Papo de homem

Sou rejeitado porque sou feio demais

“Tenho sérios problemas com minha aparência. Ok, eu entendo que essa não é uma questão pouco usual e que existem centenas de artigos por aí enaltecendo o ‘amor próprio’ como solução. No entanto, meu caso é um pouquinho mais profundo. Não sou feio por descuido. Eu sou um feio três graus acima da Rossy de Palma, não dá pra escapar.
Até o começo do ensino médio minha preocupação girava em torno dos estudos, apenas. Minha família me via como o inteligente, meus poucos conhecidos (não tive amigos até o começo da faculdade) me viam como uma pessoa estudiosa.
Quando comecei o ensino médio, dei de cara com uma série de situações que simplesmente não faziam parte da minha visão de futuro antes. Ser jogado de grupo em grupo pra fazer os trabalhos porque não me queriam neles, ver grupos de amigos saindo no final de semana e nunca ser convidado, ser isolado das conversas no intervalo… No começo pensei que fosse pela minha timidez. A superei e fiz minhas primeiras ‘amizades’. No entanto, eu continuava me sentindo isolado. Passei a ser simpático, a tratar os outros da melhor maneira possível. Não adiantou. E eu sentia uma vontade latente de viver, de sair dos livros por um momento, de aproveitar minha juventude.

- **Instruções de trabalho**:
**A)** Resuma o trecho citado em duas frases.
**B)** Conte em quantas linhas das entradas aparece a palavra "blue". Responda só com o número.
O trecho citado e as entradas são materiais independentes entre si.

- **As entradas**:
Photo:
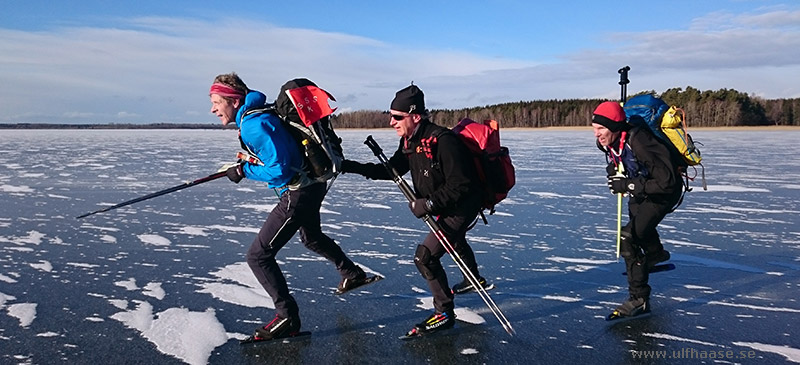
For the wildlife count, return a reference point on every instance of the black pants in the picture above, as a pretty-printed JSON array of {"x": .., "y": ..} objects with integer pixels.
[
  {"x": 297, "y": 209},
  {"x": 640, "y": 238},
  {"x": 455, "y": 228}
]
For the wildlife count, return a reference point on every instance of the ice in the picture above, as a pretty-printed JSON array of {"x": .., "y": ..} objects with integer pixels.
[
  {"x": 664, "y": 336},
  {"x": 166, "y": 279},
  {"x": 791, "y": 354}
]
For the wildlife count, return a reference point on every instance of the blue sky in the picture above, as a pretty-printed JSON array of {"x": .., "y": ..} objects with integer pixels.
[{"x": 152, "y": 61}]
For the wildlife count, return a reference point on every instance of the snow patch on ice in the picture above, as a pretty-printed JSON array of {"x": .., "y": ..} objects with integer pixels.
[
  {"x": 43, "y": 266},
  {"x": 25, "y": 312},
  {"x": 165, "y": 329},
  {"x": 153, "y": 239},
  {"x": 245, "y": 290},
  {"x": 732, "y": 189},
  {"x": 129, "y": 284},
  {"x": 33, "y": 237},
  {"x": 154, "y": 290},
  {"x": 562, "y": 298},
  {"x": 462, "y": 313},
  {"x": 375, "y": 206},
  {"x": 15, "y": 189},
  {"x": 755, "y": 307}
]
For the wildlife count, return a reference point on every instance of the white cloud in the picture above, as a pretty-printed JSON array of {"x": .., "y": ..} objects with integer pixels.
[{"x": 158, "y": 69}]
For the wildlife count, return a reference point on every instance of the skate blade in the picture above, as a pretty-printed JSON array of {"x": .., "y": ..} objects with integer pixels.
[
  {"x": 368, "y": 281},
  {"x": 617, "y": 316},
  {"x": 472, "y": 290},
  {"x": 292, "y": 337},
  {"x": 658, "y": 268}
]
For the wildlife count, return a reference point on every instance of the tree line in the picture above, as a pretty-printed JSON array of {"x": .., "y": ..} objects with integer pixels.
[{"x": 720, "y": 108}]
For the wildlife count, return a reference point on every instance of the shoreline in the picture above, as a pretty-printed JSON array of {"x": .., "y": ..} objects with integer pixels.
[{"x": 566, "y": 128}]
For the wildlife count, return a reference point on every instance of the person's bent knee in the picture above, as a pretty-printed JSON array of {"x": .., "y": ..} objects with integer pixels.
[{"x": 422, "y": 258}]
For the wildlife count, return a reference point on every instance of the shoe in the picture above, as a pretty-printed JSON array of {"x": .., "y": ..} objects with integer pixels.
[
  {"x": 657, "y": 257},
  {"x": 349, "y": 284},
  {"x": 279, "y": 328},
  {"x": 466, "y": 287},
  {"x": 633, "y": 307},
  {"x": 436, "y": 322}
]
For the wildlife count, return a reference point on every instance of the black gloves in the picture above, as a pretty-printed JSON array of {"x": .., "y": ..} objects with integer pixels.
[
  {"x": 420, "y": 207},
  {"x": 622, "y": 185},
  {"x": 235, "y": 173},
  {"x": 351, "y": 166},
  {"x": 611, "y": 169}
]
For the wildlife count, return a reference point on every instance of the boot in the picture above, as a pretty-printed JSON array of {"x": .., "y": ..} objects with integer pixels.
[
  {"x": 633, "y": 307},
  {"x": 435, "y": 322},
  {"x": 279, "y": 328}
]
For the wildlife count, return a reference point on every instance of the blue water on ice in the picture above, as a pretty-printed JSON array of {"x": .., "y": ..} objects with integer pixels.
[{"x": 163, "y": 281}]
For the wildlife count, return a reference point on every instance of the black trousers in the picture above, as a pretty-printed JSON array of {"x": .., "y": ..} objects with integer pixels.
[
  {"x": 455, "y": 228},
  {"x": 645, "y": 216},
  {"x": 296, "y": 210}
]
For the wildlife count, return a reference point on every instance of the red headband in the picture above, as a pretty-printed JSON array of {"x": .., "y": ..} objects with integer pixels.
[{"x": 226, "y": 91}]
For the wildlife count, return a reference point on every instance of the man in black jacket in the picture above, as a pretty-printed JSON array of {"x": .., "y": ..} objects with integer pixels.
[
  {"x": 446, "y": 183},
  {"x": 642, "y": 167}
]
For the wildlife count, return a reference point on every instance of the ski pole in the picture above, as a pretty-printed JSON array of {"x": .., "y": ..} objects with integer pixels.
[
  {"x": 158, "y": 193},
  {"x": 439, "y": 233},
  {"x": 620, "y": 171},
  {"x": 623, "y": 83}
]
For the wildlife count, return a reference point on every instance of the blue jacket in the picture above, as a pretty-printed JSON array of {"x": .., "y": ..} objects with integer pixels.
[{"x": 265, "y": 135}]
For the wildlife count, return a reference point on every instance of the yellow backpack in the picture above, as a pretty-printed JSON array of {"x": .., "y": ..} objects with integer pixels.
[{"x": 673, "y": 125}]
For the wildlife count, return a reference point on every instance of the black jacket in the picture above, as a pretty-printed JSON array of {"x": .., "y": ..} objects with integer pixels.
[
  {"x": 442, "y": 169},
  {"x": 663, "y": 183}
]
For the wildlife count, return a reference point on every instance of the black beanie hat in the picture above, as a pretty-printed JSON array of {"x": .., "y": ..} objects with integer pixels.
[{"x": 409, "y": 100}]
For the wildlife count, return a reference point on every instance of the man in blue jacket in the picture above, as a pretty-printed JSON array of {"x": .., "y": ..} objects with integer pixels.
[{"x": 281, "y": 167}]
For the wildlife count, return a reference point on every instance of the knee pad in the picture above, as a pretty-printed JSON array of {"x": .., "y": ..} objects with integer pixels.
[{"x": 422, "y": 258}]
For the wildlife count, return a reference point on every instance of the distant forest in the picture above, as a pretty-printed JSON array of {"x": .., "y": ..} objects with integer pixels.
[{"x": 721, "y": 108}]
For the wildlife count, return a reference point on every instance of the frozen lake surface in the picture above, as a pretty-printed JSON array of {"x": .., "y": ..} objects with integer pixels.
[{"x": 164, "y": 281}]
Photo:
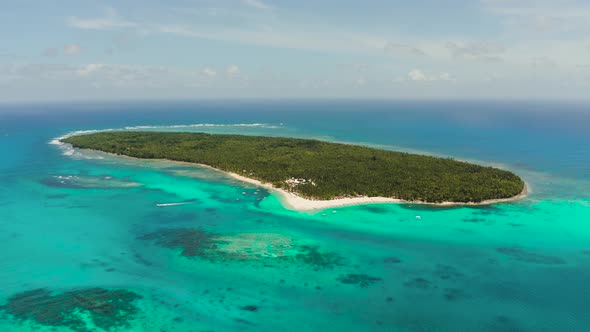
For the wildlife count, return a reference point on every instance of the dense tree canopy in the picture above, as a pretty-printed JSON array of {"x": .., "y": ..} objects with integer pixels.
[{"x": 330, "y": 170}]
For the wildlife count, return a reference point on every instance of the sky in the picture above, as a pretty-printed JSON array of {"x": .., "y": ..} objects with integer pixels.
[{"x": 221, "y": 49}]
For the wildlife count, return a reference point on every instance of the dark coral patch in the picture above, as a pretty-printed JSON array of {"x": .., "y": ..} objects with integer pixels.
[
  {"x": 108, "y": 309},
  {"x": 362, "y": 280},
  {"x": 251, "y": 308},
  {"x": 193, "y": 242},
  {"x": 473, "y": 220},
  {"x": 446, "y": 272},
  {"x": 418, "y": 283},
  {"x": 312, "y": 256},
  {"x": 520, "y": 254},
  {"x": 453, "y": 294},
  {"x": 391, "y": 260}
]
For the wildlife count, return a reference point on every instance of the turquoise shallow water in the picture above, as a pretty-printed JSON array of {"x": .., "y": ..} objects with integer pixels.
[{"x": 230, "y": 257}]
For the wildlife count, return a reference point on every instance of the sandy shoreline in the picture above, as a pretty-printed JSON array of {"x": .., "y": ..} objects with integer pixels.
[{"x": 295, "y": 202}]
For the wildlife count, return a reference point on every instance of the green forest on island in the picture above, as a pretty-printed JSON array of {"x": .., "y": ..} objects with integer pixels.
[{"x": 331, "y": 170}]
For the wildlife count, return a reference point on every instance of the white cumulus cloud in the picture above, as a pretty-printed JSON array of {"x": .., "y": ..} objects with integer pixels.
[
  {"x": 209, "y": 72},
  {"x": 72, "y": 49}
]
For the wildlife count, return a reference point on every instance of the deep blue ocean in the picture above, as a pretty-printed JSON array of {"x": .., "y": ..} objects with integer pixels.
[{"x": 92, "y": 242}]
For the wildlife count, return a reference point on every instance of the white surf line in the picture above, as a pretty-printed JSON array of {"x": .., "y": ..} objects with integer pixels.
[{"x": 170, "y": 204}]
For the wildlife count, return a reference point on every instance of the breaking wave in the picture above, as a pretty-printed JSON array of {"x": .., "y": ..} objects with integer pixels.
[{"x": 68, "y": 150}]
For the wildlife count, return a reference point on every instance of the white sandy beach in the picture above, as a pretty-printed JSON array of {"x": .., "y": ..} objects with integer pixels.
[
  {"x": 299, "y": 203},
  {"x": 295, "y": 202}
]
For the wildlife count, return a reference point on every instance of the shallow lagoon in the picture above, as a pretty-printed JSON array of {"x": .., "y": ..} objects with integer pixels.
[{"x": 232, "y": 258}]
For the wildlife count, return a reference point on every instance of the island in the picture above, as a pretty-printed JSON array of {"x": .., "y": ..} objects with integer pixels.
[{"x": 315, "y": 174}]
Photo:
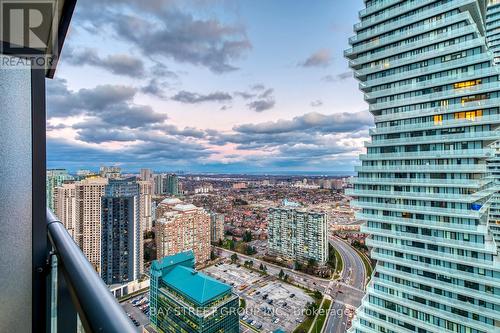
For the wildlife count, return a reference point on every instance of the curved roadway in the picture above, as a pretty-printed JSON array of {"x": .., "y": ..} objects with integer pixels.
[{"x": 349, "y": 290}]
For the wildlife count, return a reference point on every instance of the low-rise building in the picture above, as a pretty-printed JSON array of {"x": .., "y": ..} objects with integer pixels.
[{"x": 184, "y": 300}]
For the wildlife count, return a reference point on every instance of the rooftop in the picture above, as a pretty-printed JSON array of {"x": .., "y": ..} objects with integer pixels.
[
  {"x": 171, "y": 201},
  {"x": 194, "y": 285}
]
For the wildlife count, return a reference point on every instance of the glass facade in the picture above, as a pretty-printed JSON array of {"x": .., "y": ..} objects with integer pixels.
[
  {"x": 121, "y": 234},
  {"x": 183, "y": 300},
  {"x": 424, "y": 187}
]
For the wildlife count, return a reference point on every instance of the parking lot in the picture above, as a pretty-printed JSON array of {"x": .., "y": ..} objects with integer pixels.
[
  {"x": 137, "y": 309},
  {"x": 270, "y": 303}
]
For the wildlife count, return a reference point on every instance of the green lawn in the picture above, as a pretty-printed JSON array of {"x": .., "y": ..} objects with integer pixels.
[
  {"x": 318, "y": 325},
  {"x": 366, "y": 262},
  {"x": 304, "y": 326},
  {"x": 339, "y": 263}
]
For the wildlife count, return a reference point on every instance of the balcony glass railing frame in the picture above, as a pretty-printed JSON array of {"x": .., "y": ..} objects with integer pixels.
[{"x": 76, "y": 292}]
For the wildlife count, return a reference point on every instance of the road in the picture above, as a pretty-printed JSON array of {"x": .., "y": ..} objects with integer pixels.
[
  {"x": 305, "y": 280},
  {"x": 351, "y": 290},
  {"x": 348, "y": 290}
]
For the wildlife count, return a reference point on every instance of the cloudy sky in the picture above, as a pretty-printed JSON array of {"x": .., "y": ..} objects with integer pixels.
[{"x": 207, "y": 86}]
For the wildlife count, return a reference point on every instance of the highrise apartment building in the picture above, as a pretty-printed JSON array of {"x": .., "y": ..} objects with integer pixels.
[
  {"x": 110, "y": 172},
  {"x": 55, "y": 177},
  {"x": 145, "y": 196},
  {"x": 88, "y": 193},
  {"x": 216, "y": 227},
  {"x": 181, "y": 227},
  {"x": 146, "y": 174},
  {"x": 65, "y": 207},
  {"x": 121, "y": 232},
  {"x": 423, "y": 186},
  {"x": 493, "y": 28},
  {"x": 298, "y": 234},
  {"x": 171, "y": 184},
  {"x": 494, "y": 217}
]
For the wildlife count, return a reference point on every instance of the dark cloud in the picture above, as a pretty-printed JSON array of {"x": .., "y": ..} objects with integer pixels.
[
  {"x": 166, "y": 29},
  {"x": 171, "y": 151},
  {"x": 316, "y": 103},
  {"x": 264, "y": 100},
  {"x": 334, "y": 123},
  {"x": 155, "y": 88},
  {"x": 262, "y": 105},
  {"x": 120, "y": 64},
  {"x": 194, "y": 98},
  {"x": 112, "y": 104},
  {"x": 321, "y": 58},
  {"x": 244, "y": 94},
  {"x": 337, "y": 78}
]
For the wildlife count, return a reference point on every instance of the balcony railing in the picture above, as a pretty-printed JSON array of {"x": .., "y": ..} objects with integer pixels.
[{"x": 77, "y": 292}]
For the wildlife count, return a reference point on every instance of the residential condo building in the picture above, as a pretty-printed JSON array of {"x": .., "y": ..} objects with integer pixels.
[
  {"x": 121, "y": 233},
  {"x": 184, "y": 300},
  {"x": 423, "y": 188},
  {"x": 88, "y": 193},
  {"x": 493, "y": 28},
  {"x": 182, "y": 227},
  {"x": 298, "y": 234},
  {"x": 216, "y": 227},
  {"x": 65, "y": 207},
  {"x": 55, "y": 178},
  {"x": 145, "y": 197}
]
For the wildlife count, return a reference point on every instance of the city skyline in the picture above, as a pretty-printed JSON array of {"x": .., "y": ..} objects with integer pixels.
[{"x": 235, "y": 94}]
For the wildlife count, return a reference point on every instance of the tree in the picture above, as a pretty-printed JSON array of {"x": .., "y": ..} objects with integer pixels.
[
  {"x": 234, "y": 258},
  {"x": 247, "y": 236},
  {"x": 311, "y": 264}
]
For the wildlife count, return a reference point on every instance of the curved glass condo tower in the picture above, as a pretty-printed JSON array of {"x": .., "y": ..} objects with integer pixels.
[{"x": 424, "y": 188}]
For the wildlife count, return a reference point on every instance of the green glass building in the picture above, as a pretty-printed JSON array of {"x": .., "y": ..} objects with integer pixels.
[
  {"x": 183, "y": 300},
  {"x": 424, "y": 187}
]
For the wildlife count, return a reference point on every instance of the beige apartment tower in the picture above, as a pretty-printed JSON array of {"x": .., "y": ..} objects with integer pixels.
[
  {"x": 65, "y": 207},
  {"x": 183, "y": 227},
  {"x": 88, "y": 193},
  {"x": 145, "y": 195}
]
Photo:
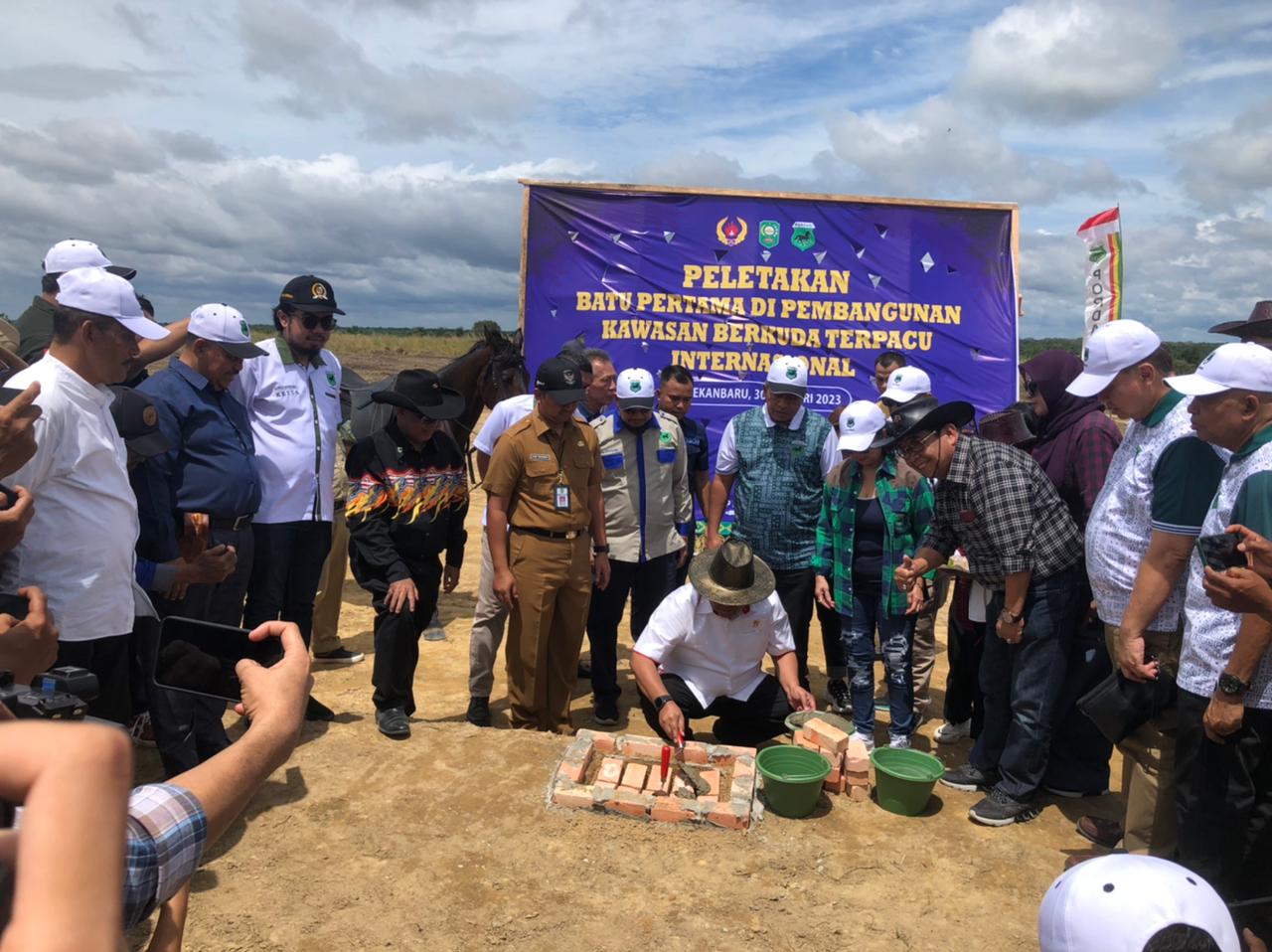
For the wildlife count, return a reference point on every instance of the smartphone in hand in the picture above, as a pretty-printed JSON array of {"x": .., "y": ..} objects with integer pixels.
[{"x": 199, "y": 657}]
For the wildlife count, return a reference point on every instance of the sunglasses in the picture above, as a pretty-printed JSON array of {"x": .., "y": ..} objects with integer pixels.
[{"x": 326, "y": 321}]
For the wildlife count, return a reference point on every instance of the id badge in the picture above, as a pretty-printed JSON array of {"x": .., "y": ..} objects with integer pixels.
[{"x": 561, "y": 498}]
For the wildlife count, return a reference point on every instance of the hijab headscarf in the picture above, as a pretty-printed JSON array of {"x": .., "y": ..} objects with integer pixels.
[{"x": 1053, "y": 371}]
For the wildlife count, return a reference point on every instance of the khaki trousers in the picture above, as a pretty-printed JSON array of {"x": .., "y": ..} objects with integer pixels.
[
  {"x": 1149, "y": 761},
  {"x": 545, "y": 635},
  {"x": 331, "y": 587}
]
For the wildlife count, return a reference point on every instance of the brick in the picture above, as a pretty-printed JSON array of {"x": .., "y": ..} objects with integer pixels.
[
  {"x": 641, "y": 748},
  {"x": 657, "y": 785},
  {"x": 572, "y": 797},
  {"x": 634, "y": 776},
  {"x": 826, "y": 734},
  {"x": 611, "y": 771},
  {"x": 696, "y": 752},
  {"x": 669, "y": 810},
  {"x": 723, "y": 815}
]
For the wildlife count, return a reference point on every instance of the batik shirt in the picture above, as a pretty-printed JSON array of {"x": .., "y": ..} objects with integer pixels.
[{"x": 404, "y": 506}]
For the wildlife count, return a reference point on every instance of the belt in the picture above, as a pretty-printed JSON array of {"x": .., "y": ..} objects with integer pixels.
[
  {"x": 231, "y": 522},
  {"x": 546, "y": 534}
]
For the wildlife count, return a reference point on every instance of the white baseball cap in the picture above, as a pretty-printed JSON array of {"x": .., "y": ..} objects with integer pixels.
[
  {"x": 224, "y": 326},
  {"x": 1112, "y": 349},
  {"x": 635, "y": 390},
  {"x": 1230, "y": 367},
  {"x": 859, "y": 424},
  {"x": 98, "y": 291},
  {"x": 904, "y": 384},
  {"x": 72, "y": 253},
  {"x": 787, "y": 375},
  {"x": 1120, "y": 901}
]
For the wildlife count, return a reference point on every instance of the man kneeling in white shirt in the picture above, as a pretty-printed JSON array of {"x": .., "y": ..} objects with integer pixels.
[{"x": 703, "y": 652}]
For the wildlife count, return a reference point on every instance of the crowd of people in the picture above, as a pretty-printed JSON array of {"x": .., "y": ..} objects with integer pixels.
[{"x": 230, "y": 488}]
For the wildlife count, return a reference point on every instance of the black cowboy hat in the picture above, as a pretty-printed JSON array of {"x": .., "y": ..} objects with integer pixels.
[
  {"x": 925, "y": 415},
  {"x": 1258, "y": 323},
  {"x": 422, "y": 393},
  {"x": 731, "y": 574}
]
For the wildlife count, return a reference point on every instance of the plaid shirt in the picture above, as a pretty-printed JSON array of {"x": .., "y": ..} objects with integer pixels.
[
  {"x": 906, "y": 500},
  {"x": 167, "y": 830},
  {"x": 1000, "y": 508}
]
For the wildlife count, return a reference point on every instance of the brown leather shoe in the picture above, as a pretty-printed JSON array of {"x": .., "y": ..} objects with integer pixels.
[{"x": 1102, "y": 833}]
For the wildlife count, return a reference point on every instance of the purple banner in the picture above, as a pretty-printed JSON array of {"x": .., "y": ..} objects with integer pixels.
[{"x": 721, "y": 284}]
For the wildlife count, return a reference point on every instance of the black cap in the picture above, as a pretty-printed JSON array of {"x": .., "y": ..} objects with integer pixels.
[
  {"x": 561, "y": 380},
  {"x": 137, "y": 422},
  {"x": 309, "y": 293}
]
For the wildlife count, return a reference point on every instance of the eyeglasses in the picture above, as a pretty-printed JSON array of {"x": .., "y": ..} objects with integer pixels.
[
  {"x": 914, "y": 444},
  {"x": 326, "y": 321}
]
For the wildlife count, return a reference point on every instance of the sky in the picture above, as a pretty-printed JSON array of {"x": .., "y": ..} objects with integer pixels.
[{"x": 222, "y": 148}]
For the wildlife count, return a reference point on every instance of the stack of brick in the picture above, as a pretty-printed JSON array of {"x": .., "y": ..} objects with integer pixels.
[{"x": 850, "y": 766}]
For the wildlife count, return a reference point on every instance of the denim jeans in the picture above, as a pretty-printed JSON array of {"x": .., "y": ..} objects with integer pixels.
[
  {"x": 1022, "y": 684},
  {"x": 895, "y": 635}
]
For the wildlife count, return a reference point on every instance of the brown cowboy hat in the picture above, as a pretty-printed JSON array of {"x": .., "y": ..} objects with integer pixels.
[
  {"x": 731, "y": 574},
  {"x": 1257, "y": 325}
]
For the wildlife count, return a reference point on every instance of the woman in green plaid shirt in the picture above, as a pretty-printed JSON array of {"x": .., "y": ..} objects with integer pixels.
[{"x": 874, "y": 512}]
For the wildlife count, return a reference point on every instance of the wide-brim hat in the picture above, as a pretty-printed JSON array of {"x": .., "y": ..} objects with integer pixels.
[
  {"x": 1257, "y": 325},
  {"x": 923, "y": 415},
  {"x": 422, "y": 393},
  {"x": 731, "y": 574}
]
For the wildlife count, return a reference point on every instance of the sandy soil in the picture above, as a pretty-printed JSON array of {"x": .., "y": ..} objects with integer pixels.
[{"x": 443, "y": 842}]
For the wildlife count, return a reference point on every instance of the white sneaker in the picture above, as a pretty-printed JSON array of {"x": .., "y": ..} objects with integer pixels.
[{"x": 953, "y": 733}]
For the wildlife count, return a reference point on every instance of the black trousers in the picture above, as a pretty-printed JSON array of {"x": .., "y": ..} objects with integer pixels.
[
  {"x": 111, "y": 660},
  {"x": 649, "y": 583},
  {"x": 286, "y": 567},
  {"x": 398, "y": 637},
  {"x": 744, "y": 723},
  {"x": 189, "y": 728},
  {"x": 1224, "y": 792},
  {"x": 966, "y": 638}
]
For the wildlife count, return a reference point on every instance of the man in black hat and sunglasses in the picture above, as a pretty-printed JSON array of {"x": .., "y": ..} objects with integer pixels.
[
  {"x": 998, "y": 506},
  {"x": 293, "y": 401},
  {"x": 407, "y": 500}
]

- **Respostas por tarefa**:
**A)** O relato parte de sérios problemas com a aparência, que quem escreve considera impossíveis de contornar, e conta que até o começo do ensino médio a única preocupação eram os estudos. No ensino médio vieram a rejeição nos grupos de trabalho, a falta de convites e o isolamento nas conversas do intervalo, que nem a superação da timidez nem a simpatia com os outros resolveram.

**B)** 5